**What is required:**
Continue the passage on delayed reperfusion in myocardial infarction from its final sentence.

**Reading passage:**
::::::::::

However, we would like to add two issues to this equation and, in an exercise of imagination, extrapolate two groups of patients who would likely experience even worse outcomes than those described in this intriguing article.

Firstly, lower socioeconomic status, defined as low income and less than high school education, is a key determinant of inequalities in care, leading to poor health outcomes and reduced life expectancy. Studies conducted in Sweden, Finland, Canada, and the United States have shown that the prognosis of patients from lower socioeconomic status groups is worse following acute myocardial infarction as a result of inequalities in care.4 One study revealed that patients with myocardial infarction in the lowest median household income group in the United States were less likely to undergo coronary angiography and PCI.5 In other words, there is uneven access to care even within PCI centers, which exacerbates the uneven distribution of PCI-capable centers. As a result, socioeconomic gaps put patients at risk of delayed reperfusion, which creates further financial impacts on those with the least income. It is important to consider the fact that there are more severe economic disparities in Brazil than in the other countries mentioned in this paragraph.

There is a second group of patients who experience delayed reperfusion even within PCI-capable centers, with further delay based on geographic variation, namely, those who are false negatives within the current diagnostic paradigm of “myocardial infarction with and without ST-segment elevation (STEMI/NSTEMI).” In the current paradigm for diagnosing myocardial infarction, more than half of the patients with acute coronary occlusion (who therefore warrant immediate reperfusion of their occluded artery within door-to-balloon or door-to-needle times)6 do not exhibit ST-segment elevation and are diagnosed with NSTEMI.7 In other words, these patients have occlusion myocardial infarction (OMI), but are false negative STEMI, or STEMI(-)OMI. Under the current paradigm, these unfortunate patients experience delayed reperfusion at PCI-capable centers, often far beyond the 9 hours discussed in this article. Not only are these occlusions missed on arrival, but these false negatives are not recognized, even in hindsight, because their discharge diagnosis remains “NSTEMI.”8 As a result, these high-risk patients with STEMI(-)OMI are not included in STEMI databases and not considered a target for quality improvement.

::::::::::

**Provided data:**
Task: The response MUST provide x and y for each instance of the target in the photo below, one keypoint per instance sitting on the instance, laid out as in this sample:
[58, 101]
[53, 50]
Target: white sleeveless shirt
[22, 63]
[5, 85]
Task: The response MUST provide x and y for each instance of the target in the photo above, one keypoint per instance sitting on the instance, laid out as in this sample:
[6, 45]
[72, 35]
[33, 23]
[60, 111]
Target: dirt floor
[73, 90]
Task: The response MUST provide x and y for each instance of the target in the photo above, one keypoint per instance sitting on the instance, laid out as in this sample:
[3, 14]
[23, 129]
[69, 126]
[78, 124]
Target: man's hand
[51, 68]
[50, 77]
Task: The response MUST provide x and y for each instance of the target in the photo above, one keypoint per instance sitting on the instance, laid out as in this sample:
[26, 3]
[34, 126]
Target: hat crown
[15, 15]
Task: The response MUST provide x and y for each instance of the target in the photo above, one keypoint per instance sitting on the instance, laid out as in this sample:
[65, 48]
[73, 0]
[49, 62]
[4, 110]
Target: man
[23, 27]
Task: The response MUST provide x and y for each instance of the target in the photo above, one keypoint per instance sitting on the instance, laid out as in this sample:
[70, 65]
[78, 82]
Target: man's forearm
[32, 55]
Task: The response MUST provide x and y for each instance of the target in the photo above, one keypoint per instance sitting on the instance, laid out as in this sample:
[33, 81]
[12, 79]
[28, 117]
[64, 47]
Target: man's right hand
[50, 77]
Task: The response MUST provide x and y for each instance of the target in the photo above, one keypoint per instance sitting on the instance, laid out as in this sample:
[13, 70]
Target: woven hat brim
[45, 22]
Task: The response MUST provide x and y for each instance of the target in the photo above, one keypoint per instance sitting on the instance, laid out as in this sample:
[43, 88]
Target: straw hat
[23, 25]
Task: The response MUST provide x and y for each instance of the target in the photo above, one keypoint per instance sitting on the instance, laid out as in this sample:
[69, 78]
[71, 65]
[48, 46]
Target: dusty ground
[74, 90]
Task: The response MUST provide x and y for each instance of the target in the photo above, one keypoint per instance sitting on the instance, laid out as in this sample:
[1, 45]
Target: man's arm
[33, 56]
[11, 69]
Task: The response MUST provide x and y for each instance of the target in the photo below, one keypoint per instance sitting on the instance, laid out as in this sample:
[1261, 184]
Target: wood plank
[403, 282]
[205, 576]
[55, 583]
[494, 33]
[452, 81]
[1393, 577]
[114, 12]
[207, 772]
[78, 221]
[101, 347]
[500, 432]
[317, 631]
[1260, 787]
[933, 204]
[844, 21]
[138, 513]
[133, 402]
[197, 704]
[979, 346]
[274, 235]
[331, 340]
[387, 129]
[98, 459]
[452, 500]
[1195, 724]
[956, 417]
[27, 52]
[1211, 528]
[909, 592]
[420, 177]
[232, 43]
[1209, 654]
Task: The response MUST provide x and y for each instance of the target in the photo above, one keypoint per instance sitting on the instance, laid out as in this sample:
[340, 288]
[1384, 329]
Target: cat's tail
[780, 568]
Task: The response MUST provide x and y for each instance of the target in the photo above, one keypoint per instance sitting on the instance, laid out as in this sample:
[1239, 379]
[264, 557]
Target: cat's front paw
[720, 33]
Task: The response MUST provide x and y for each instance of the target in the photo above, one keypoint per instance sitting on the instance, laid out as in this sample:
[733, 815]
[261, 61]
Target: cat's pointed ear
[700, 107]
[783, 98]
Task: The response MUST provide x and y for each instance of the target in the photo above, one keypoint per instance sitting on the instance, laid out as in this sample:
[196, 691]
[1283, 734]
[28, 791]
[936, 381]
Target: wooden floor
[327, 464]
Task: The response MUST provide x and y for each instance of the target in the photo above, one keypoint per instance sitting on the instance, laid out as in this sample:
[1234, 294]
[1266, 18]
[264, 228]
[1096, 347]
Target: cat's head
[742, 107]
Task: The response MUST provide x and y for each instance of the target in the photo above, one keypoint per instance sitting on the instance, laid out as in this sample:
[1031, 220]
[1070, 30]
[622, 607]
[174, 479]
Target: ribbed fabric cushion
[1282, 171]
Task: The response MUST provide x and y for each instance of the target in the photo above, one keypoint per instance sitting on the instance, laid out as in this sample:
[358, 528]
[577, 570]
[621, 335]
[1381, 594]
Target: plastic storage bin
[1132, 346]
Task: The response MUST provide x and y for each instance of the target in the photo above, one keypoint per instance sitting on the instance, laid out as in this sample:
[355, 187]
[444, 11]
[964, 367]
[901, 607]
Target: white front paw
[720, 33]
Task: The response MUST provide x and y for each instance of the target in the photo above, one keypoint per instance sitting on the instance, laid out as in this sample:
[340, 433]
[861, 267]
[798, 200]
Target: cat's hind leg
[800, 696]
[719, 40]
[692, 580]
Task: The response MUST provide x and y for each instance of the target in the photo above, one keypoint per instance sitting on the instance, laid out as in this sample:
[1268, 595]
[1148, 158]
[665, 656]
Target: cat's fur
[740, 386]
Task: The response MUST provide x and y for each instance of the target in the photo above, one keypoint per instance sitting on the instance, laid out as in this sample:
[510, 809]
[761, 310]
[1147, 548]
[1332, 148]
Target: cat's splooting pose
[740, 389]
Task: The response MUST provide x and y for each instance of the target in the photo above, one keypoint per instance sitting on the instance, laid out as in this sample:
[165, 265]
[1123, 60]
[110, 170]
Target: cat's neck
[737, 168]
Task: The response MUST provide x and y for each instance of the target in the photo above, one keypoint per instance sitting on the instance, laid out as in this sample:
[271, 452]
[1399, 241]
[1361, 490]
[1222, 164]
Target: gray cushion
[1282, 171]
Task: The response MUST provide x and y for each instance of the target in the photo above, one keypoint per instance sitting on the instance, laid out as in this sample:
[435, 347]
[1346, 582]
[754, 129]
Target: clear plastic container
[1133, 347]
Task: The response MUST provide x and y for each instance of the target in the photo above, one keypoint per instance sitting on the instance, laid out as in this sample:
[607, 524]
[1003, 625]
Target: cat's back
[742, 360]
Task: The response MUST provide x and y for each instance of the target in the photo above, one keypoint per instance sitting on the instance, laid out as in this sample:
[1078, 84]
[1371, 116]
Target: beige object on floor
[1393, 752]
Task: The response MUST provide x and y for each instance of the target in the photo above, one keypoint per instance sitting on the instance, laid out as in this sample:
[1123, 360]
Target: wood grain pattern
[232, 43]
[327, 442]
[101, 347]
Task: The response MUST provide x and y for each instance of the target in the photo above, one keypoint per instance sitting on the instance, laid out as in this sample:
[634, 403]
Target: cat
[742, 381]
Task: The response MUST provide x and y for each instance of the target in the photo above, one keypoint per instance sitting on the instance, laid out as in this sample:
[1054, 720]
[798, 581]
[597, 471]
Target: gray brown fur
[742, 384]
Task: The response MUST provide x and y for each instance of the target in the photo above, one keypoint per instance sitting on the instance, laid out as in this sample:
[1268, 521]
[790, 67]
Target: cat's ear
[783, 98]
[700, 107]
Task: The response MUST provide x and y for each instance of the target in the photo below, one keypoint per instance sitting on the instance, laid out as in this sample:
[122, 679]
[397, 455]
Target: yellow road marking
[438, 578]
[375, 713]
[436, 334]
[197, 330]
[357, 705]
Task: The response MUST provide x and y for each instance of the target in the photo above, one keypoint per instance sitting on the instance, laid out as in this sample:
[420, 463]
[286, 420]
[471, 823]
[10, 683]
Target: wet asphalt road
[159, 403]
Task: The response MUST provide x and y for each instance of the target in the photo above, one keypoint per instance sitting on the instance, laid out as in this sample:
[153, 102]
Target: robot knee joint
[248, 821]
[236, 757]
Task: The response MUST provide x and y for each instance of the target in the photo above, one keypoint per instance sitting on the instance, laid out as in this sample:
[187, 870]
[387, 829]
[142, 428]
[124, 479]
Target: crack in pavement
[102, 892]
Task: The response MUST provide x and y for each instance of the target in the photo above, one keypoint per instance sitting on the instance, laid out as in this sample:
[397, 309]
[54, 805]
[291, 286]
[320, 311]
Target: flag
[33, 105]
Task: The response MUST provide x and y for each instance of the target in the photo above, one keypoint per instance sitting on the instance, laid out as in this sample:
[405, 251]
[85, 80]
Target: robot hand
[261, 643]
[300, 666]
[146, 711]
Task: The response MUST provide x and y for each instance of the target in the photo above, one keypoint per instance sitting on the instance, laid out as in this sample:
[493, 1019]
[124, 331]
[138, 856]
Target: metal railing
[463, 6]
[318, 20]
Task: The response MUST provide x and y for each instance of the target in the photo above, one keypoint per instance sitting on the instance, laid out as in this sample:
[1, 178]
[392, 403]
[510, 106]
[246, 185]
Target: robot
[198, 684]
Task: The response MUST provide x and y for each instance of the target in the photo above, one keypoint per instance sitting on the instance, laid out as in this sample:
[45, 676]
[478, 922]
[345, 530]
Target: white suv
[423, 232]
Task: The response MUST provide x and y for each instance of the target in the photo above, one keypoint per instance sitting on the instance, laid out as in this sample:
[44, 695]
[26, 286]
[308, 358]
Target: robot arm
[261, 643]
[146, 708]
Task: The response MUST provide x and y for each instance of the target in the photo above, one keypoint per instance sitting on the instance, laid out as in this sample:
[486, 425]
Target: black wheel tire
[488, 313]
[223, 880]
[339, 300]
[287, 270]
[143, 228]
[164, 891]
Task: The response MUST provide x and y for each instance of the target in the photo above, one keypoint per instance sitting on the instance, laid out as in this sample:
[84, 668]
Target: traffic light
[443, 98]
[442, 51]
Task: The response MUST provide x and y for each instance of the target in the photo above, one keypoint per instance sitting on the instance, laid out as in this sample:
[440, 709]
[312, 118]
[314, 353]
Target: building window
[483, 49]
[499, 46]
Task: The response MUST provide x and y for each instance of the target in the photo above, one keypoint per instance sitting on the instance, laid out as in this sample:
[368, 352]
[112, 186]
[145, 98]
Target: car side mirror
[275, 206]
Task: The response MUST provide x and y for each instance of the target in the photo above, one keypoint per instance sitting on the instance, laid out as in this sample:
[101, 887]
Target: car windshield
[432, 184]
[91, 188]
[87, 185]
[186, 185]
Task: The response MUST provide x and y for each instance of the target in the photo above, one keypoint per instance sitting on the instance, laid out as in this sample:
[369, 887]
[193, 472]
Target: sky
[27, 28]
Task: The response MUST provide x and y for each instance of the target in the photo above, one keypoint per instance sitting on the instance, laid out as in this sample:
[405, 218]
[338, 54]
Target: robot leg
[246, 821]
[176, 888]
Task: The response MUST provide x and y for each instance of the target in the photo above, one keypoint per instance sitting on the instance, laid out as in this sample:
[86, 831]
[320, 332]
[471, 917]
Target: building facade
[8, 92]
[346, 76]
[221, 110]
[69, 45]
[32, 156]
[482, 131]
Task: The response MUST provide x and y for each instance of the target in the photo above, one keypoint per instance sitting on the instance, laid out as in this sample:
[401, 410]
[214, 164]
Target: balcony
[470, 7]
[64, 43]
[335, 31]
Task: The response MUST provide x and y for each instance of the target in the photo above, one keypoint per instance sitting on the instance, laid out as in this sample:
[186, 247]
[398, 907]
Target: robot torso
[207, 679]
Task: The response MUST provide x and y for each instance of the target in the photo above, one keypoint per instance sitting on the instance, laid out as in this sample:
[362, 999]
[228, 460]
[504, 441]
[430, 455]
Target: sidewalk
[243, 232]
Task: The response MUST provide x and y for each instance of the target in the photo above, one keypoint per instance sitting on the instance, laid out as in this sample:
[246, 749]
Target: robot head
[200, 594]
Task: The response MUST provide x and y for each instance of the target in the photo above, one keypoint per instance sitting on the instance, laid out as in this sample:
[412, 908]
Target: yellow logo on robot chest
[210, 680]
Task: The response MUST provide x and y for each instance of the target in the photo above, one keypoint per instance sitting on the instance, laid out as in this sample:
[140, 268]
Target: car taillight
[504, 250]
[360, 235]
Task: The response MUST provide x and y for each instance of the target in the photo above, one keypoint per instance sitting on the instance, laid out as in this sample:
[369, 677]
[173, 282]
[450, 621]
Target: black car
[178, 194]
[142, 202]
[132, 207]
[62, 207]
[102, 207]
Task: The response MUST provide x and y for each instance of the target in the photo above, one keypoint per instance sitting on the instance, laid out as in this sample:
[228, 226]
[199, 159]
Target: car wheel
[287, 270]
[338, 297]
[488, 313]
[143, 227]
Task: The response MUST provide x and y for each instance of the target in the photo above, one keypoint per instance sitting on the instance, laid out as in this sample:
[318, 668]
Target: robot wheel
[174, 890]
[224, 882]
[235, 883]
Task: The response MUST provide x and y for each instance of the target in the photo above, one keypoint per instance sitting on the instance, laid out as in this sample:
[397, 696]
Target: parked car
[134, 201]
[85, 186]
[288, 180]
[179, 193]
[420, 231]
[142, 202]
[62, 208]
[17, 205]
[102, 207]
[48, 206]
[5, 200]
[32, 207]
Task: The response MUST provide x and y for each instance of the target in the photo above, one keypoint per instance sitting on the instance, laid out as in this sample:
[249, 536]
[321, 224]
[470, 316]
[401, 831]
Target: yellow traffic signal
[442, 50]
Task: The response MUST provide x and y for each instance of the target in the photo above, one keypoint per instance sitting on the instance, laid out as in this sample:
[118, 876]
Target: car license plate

::::::::::

**Written answer:**
Notably, Gioppatto et al.3 did not include these patients in their study, precisely because the authors chose to select only patients with positive test results (STEMI positive) rather than those with actual disease (acute coronary occlusion). Studies have shown that the outcomes of these patients continue to be worse than those who are fortunate enough to be true positive. In a 2018 meta-analysis of more than 60,000 patients with NSTEMI, 34% had an occluded culprit artery with lower ejection fraction, higher risk of cardiogenic shock, recurring myocardial infarction, and death.9 Herman et al.10 compared NSTEMI-OMI to STEMI-OMI and found a hazard ratio of 1.84 for 1-year mortality and 2.59 for 5-year mortality, with an absolute mortality difference of 15%. The mean time to intervention was 1.4 hours in the STEMI group and 16.3 hours in the NSTEMI-OMI group.10

Gioppatto et al.3 study marks a significant milestone in Brazilian cardiology by strongly highlighting the urgent need to reperfuse patients as soon as possible to avoid poor individual and collective outcomes. We add that the Brazilian cardiology community should also focus on two often overlooked groups with OMI who are denied timely and appropriate treatment: those with lower socioeconomic status who experience delayed reperfusion even when STEMI positive, and all those who are falsely STEMI negative but who have clinical, ECG, and echocardiographic findings of OMI.